# [Given problem]
Rewrite the listing below with "innermost" replaced by "most central" in every entry, keeping everything else unchanged.

# [Input records]
## Begin

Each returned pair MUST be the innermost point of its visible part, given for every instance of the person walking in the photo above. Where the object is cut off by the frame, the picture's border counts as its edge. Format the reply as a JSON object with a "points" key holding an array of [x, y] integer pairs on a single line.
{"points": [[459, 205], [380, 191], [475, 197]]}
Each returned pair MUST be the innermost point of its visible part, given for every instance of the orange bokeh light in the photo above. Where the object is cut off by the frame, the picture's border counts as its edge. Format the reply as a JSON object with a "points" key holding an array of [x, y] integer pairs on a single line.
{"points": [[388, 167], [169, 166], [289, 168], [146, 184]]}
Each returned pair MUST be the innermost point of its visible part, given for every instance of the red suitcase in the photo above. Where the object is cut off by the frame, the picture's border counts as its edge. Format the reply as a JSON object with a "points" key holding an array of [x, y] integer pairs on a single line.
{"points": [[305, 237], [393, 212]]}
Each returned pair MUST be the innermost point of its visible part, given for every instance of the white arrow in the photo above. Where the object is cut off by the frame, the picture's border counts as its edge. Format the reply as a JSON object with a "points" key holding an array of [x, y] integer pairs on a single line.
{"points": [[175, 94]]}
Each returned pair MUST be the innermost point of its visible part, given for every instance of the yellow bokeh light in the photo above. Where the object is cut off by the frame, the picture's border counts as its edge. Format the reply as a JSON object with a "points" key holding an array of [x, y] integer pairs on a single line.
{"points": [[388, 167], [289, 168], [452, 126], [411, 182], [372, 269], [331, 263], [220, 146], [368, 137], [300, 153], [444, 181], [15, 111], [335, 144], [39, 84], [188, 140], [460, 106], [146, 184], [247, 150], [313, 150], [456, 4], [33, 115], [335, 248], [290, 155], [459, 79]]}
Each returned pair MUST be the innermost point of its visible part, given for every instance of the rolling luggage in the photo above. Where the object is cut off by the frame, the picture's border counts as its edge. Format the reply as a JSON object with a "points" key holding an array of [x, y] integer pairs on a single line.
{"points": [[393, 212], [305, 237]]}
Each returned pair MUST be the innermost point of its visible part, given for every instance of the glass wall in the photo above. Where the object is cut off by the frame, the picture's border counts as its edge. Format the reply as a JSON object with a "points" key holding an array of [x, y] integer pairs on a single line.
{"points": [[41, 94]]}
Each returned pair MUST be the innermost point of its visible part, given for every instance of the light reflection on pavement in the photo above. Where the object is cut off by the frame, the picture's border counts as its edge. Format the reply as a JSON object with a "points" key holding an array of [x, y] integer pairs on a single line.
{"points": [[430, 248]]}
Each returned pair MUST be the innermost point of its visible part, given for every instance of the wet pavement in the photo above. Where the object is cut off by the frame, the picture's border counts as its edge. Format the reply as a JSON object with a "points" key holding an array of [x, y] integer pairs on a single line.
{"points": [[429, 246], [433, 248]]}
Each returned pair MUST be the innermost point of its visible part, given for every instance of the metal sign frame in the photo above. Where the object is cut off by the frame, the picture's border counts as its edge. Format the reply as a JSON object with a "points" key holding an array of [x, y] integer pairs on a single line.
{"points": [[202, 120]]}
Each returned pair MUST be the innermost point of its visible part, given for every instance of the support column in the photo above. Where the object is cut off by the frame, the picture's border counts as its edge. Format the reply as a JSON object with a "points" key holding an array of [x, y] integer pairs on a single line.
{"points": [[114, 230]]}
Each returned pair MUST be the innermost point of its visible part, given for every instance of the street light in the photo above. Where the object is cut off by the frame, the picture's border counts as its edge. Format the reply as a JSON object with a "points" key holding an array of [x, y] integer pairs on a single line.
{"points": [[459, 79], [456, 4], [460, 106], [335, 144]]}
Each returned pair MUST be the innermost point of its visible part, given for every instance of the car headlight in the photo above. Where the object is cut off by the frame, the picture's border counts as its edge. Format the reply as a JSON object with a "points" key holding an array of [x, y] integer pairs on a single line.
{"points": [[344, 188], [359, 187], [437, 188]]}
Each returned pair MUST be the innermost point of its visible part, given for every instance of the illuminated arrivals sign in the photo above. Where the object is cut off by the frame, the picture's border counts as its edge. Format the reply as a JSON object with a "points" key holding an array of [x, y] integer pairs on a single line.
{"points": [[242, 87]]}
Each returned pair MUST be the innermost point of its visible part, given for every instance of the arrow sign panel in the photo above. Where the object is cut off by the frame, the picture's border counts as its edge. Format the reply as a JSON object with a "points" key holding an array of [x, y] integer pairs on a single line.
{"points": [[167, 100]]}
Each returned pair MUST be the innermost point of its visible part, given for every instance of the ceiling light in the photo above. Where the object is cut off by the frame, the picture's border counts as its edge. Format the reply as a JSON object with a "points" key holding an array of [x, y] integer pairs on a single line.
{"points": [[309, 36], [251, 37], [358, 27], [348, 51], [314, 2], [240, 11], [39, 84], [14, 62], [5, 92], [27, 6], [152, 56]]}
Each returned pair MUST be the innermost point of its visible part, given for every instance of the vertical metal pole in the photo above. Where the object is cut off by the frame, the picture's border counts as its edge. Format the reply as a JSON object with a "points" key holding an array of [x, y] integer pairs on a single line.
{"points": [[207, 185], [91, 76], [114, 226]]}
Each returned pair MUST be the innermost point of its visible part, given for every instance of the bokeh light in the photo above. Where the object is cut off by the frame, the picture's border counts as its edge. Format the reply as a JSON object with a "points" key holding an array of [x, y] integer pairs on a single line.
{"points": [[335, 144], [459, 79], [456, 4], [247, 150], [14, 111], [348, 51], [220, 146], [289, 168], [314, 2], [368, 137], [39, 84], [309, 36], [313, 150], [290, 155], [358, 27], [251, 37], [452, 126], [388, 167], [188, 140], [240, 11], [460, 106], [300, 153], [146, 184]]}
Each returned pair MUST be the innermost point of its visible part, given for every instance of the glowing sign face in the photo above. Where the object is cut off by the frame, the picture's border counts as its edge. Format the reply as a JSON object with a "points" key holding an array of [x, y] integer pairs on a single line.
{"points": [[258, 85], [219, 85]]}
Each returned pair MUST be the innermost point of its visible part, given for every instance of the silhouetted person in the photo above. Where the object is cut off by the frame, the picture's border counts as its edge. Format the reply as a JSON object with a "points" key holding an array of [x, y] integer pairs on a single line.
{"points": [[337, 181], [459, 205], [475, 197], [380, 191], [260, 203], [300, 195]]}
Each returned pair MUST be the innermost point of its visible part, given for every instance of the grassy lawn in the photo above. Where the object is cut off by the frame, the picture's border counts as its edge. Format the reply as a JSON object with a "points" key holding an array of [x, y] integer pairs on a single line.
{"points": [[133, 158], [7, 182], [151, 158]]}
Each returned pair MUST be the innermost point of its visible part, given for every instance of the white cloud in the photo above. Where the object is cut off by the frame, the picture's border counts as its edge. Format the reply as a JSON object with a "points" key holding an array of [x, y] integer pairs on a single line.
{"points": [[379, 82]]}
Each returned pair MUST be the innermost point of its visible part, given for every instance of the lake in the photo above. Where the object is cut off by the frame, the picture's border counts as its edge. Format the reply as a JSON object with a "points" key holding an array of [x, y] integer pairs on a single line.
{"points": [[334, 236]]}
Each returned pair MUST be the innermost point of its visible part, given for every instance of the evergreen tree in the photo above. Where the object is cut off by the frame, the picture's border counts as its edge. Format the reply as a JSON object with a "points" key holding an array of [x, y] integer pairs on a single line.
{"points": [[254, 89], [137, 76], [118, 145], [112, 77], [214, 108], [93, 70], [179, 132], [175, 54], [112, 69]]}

## End

# [Task answer]
Each returned pair MUST be the most central point of its visible part, given for every instance of the person walking in the photo above. Where the object is cut off by the frame, the picture's border counts as its edge. Format the reply as a JSON object with a "points" key holding an array of [x, y] integer pairs on a single line.
{"points": [[459, 205], [380, 191], [475, 197]]}
Each returned pair MUST be the most central point of its visible part, given for every instance of the orange bokeh light in the photo above. Where the object is cut off by the frame, the picture's border counts as its edge. Format the reply as a JSON object with a "points" key holding an array of [x, y] integer pairs on a single line.
{"points": [[388, 167], [169, 166], [289, 168], [146, 184]]}
Each returned pair MUST be the most central point of its visible part, given for every instance of the red suitcase in the photo above. Where the object is cut off by the frame, the picture's border counts as its edge. Format the reply as a JSON object with a "points" key holding an array of [x, y] integer pairs on a single line.
{"points": [[305, 237], [393, 212]]}
Each returned pair MUST be the most central point of its visible part, given for every instance of the white arrow in the photo above. Where the object is cut off by the frame, the picture's border counts as its edge. Format the reply as a JSON object with a "points" key holding an array of [x, y] integer pairs on a single line.
{"points": [[175, 94]]}
Each returned pair MUST be the most central point of its visible part, given for every instance of the yellow bokeh light in the photo above. Where the object is cut off by the frame, the picture's border counts as its edge. Format the reply as a JSON object with a "points" key holding an array of [x, y] integer pairs on a single line.
{"points": [[388, 167], [289, 168], [452, 126], [411, 182], [372, 269], [331, 263], [220, 146], [368, 137], [300, 153], [444, 181], [15, 111], [335, 144], [39, 84], [188, 140], [460, 106], [146, 184], [247, 150], [313, 150], [456, 4], [33, 115], [335, 248], [290, 155], [459, 79]]}
Each returned pair MUST be the most central point of its visible part, given for every instance of the rolling luggage in the photo above. Where the object is cut off by the frame, the picture's border counts as its edge. Format the reply as a JSON object with a "points" key holding an array of [x, y] integer pairs on a single line.
{"points": [[393, 212], [305, 237]]}
Each returned pair MUST be the most central point of its visible part, given for every instance of the glass wall in the photo above. Where the object is cut off by the frame, the picture's border counts as its edge. Format the reply as a JSON object with a "points" key holding an array of [x, y] integer pairs on a single line.
{"points": [[41, 94]]}
Each returned pair MUST be the most central point of its visible part, given for every instance of the light reflection on pavement in the photo above. Where the object is cut off by the frame, the picture's border counts as its edge. Format the reply as a JSON object with a "points" key holding an array of [x, y] integer pairs on a single line.
{"points": [[430, 248]]}
Each returned pair MUST be the most central point of its visible part, given for every instance of the wet pavement in the photo above. Where the object is cut off by the frame, the picture's border counts as its edge. Format the reply as a JSON object with a "points" key holding an array of [x, y] integer pairs on a single line.
{"points": [[429, 246], [433, 248]]}
Each returned pair MUST be the most central point of its visible part, given for every instance of the metal sign frame in the photo above. Where the object is cut off by the frame, the picture's border counts as its edge. Format the reply as a JSON object with a "points" key holding an array of [x, y] integer pairs on a single line.
{"points": [[202, 120]]}
Each returned pair MUST be the most central point of its visible part, given for every instance of the support column in the photo above. Where the object is cut off by the frame, the picture's border counts as its edge. Format the reply as a JSON object with a "points" key holding an array of [x, y] integer pairs on a single line.
{"points": [[114, 230]]}
Each returned pair MUST be the most central point of its visible part, given for every instance of the street light in the photo above. Where the object is cut off by the frame, the picture's border counts as its edge. Format the reply as a JSON object with a "points" key holding an array of [x, y] integer pairs on a single line.
{"points": [[459, 79], [456, 4], [460, 106], [335, 144]]}
Each returned pair MUST be the most central point of its visible part, given for every instance of the car headlight in the photo above. Where the object is cut off by the frame, the picture's border counts as its edge. Format the reply as a JSON object with a "points" key holding an array of [x, y] integer pairs on a single line.
{"points": [[344, 188], [359, 187], [437, 188]]}
Each returned pair MUST be the most central point of its visible part, given for every instance of the illuminated arrivals sign in the photo above. Where the object is cut off by the frame, the picture's border counts as its edge. Format the reply as a JSON object with a "points" key holding an array of [x, y] integer pairs on a single line.
{"points": [[242, 87]]}
Each returned pair MUST be the most central point of its visible part, given for every instance of the arrow sign panel in the photo above. Where the object is cut off by the frame, the picture's border counts as its edge. Format the reply as a JSON object with a "points" key holding an array of [x, y] integer pairs on a single line.
{"points": [[167, 100]]}
Each returned pair MUST be the most central point of its visible part, given for every instance of the ceiling light in the photo above. Where the object is cut off by the frame, the picture's border counts as its edge. Format the reply as a JSON object with a "points" key holding an array of [x, y] integer pairs on a single line.
{"points": [[309, 36], [251, 37], [358, 27], [348, 51], [314, 2], [240, 11], [39, 84], [14, 62], [5, 92], [27, 6], [152, 56]]}
Each returned pair MUST be the most central point of its visible part, given for every instance of the vertical metal pole in the photo above. Where the object is cut off by the frame, the picture's border counts as its edge. Format the reply as a JSON object with a "points" key holding an array of [x, y] integer pairs on a single line.
{"points": [[207, 185], [91, 76], [114, 226]]}
Each returned pair MUST be the most central point of its visible part, given for every instance of the bokeh light in the photo above. Where the object is cut off by the frame, the picture's border counts as its edge. Format the reply as a JSON object with a "points" key holding an array of [x, y] integer pairs on a single line.
{"points": [[335, 144], [459, 79], [456, 4], [247, 150], [14, 111], [348, 51], [220, 146], [289, 168], [314, 2], [368, 137], [39, 84], [309, 36], [313, 150], [290, 155], [358, 27], [251, 37], [452, 126], [388, 167], [188, 140], [240, 11], [460, 106], [300, 153], [146, 184]]}
Each returned pair MUST be the most central point of its visible part, given for every instance of the glowing sign face in the photo above. Where the object is cut off by the frame, the picture's border counts as its edge. Format the reply as a JSON object with a "points" key holding an array of [x, y] integer pairs on a single line.
{"points": [[258, 85], [219, 85]]}
Each returned pair MUST be the most central point of its visible part, given for every instance of the silhouetted person in the photo above. Where the object is cut off by the frame, the picture's border counts as its edge. Format the reply as a JSON object with a "points" key holding an array of [x, y] integer pairs on a single line.
{"points": [[337, 181], [459, 205], [475, 197], [380, 191], [260, 203], [300, 195]]}
Each returned pair MUST be the most central point of its visible part, given for every instance of the grassy lawn in the photo above. Where the object is cut off by the frame, the picture's border counts as its edge. Format the reply as a JSON object with a "points" key holding an array of [x, y] integer pairs on a single line.
{"points": [[133, 158], [7, 182], [151, 158]]}
Each returned pair MUST be the most central point of its visible part, given for every instance of the white cloud in the photo above. Where the object is cut off by the frame, the picture's border counts as its edge. Format the reply as a JSON object with a "points" key holding an array of [x, y] integer pairs on a single line.
{"points": [[379, 82]]}
Each returned pair MUST be the most central point of its visible part, given for every instance of the lake in the photo above. Where the object is cut off by the frame, the picture's border counts as its edge. Format the reply as a JSON object with a "points" key holding an array of [x, y] integer pairs on a single line.
{"points": [[334, 236]]}
Each returned pair MUST be the most central point of its visible part, given for every instance of the evergreen tree in the photo above. Where the object is cut off by the frame, the picture's border counts as its edge. Format the reply as a JSON object with a "points" key holding an array of [x, y] integer pairs on a single line.
{"points": [[254, 89], [137, 76], [118, 145], [112, 77], [214, 108], [93, 70], [179, 132], [175, 54], [112, 69]]}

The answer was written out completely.